PROBLEM TO SOLVE: Convert everything in the material below, from the line containing "Circle every visible hood." down to the line containing "[179,265,473,427]", both ends included, into a JSON list of strings with one string per line and blank lines left out.

DATA ENTRIES:
>> START

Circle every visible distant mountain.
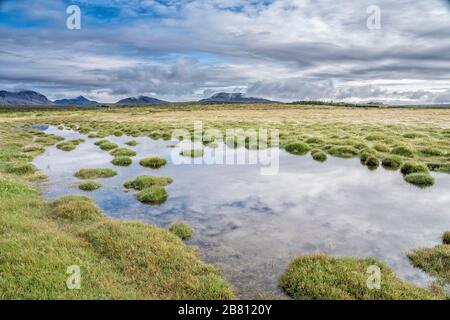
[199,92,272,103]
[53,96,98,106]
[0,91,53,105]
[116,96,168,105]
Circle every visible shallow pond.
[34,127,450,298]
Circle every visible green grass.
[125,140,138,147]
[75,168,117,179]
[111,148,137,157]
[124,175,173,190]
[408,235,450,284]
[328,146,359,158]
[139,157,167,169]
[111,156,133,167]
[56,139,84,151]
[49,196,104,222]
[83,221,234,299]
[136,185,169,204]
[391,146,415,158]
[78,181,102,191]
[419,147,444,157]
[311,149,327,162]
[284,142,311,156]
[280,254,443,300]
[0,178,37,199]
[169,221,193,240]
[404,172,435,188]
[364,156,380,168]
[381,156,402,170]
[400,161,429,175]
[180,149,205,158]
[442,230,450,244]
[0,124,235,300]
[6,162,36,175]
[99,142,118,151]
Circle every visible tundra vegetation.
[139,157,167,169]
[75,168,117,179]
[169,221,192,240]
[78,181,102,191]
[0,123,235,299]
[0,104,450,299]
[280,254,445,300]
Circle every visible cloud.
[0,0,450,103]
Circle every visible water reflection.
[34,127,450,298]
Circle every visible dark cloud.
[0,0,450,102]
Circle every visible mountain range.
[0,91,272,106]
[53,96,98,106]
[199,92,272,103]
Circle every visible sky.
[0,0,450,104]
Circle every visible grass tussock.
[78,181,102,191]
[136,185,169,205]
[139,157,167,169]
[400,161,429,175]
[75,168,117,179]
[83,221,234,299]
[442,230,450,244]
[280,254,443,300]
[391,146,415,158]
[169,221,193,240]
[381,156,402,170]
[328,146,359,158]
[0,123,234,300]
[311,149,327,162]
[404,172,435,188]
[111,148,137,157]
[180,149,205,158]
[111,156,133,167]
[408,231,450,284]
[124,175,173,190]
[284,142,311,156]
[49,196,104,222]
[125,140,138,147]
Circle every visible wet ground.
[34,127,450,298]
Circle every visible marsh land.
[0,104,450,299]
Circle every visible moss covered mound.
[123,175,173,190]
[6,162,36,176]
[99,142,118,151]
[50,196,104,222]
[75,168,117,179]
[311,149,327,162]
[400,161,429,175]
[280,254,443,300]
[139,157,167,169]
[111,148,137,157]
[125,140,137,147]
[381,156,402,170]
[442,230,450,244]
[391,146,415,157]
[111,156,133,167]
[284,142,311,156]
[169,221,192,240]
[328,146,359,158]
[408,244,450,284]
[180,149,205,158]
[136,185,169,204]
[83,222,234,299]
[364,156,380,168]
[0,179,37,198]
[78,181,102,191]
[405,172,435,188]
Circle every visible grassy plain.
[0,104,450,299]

>> END
>> START

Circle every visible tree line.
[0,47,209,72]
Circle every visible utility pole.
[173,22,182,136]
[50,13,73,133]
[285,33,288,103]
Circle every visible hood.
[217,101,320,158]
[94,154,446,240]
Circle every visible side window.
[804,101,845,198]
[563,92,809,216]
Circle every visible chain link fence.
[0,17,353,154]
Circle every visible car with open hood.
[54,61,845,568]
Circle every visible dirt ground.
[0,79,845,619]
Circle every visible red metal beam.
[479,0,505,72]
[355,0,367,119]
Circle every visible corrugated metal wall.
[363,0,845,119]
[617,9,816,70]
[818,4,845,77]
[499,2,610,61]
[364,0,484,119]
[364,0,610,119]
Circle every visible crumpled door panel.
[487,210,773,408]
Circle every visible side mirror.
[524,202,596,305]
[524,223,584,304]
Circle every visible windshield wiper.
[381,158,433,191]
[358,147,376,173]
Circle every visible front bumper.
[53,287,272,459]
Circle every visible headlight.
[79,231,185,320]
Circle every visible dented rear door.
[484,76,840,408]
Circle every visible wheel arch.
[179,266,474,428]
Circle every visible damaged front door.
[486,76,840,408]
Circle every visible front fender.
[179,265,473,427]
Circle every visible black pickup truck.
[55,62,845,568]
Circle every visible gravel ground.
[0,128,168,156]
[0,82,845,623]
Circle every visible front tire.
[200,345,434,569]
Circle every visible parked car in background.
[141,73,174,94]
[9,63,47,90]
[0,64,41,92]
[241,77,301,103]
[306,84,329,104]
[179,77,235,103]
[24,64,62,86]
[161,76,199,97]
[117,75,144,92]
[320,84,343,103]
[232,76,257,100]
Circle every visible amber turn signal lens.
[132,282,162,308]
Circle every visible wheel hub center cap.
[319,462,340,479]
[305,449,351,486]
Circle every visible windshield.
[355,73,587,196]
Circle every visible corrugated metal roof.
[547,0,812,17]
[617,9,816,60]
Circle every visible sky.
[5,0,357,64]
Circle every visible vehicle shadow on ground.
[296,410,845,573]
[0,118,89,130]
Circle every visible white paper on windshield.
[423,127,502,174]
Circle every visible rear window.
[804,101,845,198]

>> END

CORRECT RESULT:
[
  "Circle every visible hood.",
  "[217,101,320,158]",
  "[94,154,446,240]",
  "Circle every visible side window.",
  "[804,101,845,198]",
  "[563,92,809,216]",
  "Circle every visible chain link fence.",
  "[0,17,353,154]",
  "Circle every visible car with open hood.",
  "[54,61,845,568]",
  "Circle every visible dirt ground.",
  "[0,79,845,619]",
  "Circle every visible red metal beam.",
  "[479,0,505,72]",
  "[355,0,367,119]",
  "Circle every visible corrugated metal wall.",
  "[363,0,845,119]",
  "[617,9,816,70]",
  "[818,4,845,77]",
  "[499,2,610,61]",
  "[364,0,484,119]",
  "[364,0,610,119]",
  "Circle every visible crumpled door panel.",
  "[487,210,773,408]",
  "Circle every visible side mirror.",
  "[524,202,596,305]",
  "[524,223,584,304]",
  "Circle every visible windshield wiper.",
  "[381,158,433,191]",
  "[358,147,376,173]",
  "Circle every visible front bumper.",
  "[53,287,272,459]",
  "Circle every visible headlight.",
  "[79,231,185,320]",
  "Circle every visible dented rear door.",
  "[484,76,840,408]",
  "Circle every visible wheel arch.",
  "[179,266,474,428]",
  "Circle every visible damaged front door.",
  "[486,76,840,408]",
  "Circle every visible front fender.",
  "[179,265,473,427]"
]